» WRITTEN TASK
Starting with the first line of the listing below and going on through the line with "[(68, 452), (793, 455), (600, 637)]", write out every line word for word, both ends included.
★ ★ ★
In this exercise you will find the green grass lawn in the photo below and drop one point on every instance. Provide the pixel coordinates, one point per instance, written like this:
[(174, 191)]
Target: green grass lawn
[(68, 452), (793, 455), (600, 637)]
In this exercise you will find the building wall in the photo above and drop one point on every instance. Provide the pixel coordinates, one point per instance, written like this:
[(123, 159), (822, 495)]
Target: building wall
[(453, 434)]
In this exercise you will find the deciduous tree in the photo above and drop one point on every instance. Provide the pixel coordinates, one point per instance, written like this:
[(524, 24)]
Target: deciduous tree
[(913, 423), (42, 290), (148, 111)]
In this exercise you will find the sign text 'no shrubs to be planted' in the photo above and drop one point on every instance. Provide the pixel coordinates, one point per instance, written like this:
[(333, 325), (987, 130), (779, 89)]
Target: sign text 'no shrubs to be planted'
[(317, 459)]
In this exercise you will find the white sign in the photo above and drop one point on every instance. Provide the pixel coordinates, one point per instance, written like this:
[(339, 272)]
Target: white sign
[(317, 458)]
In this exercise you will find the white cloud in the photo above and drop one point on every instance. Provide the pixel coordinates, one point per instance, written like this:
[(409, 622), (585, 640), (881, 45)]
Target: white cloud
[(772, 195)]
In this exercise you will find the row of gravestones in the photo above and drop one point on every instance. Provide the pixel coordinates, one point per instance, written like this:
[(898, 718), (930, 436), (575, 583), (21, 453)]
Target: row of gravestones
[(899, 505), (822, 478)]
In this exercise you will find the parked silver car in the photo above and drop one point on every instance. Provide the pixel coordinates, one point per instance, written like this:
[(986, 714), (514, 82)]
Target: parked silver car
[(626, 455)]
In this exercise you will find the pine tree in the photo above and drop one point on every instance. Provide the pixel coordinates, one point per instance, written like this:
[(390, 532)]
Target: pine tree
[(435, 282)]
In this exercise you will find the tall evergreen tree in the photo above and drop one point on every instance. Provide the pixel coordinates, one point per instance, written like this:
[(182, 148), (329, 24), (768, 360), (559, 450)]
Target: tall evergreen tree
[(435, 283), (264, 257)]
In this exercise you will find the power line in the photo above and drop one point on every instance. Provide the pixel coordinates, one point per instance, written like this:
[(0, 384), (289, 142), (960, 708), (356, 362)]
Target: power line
★ ★ ★
» TASK RESPONSE
In this exercise you will find the green grass lawn in the photo below and drop one point on every instance. Provide the pixel coordinates, one point per instance, written like this:
[(174, 191)]
Target: green grass lawn
[(68, 452), (793, 455), (600, 637)]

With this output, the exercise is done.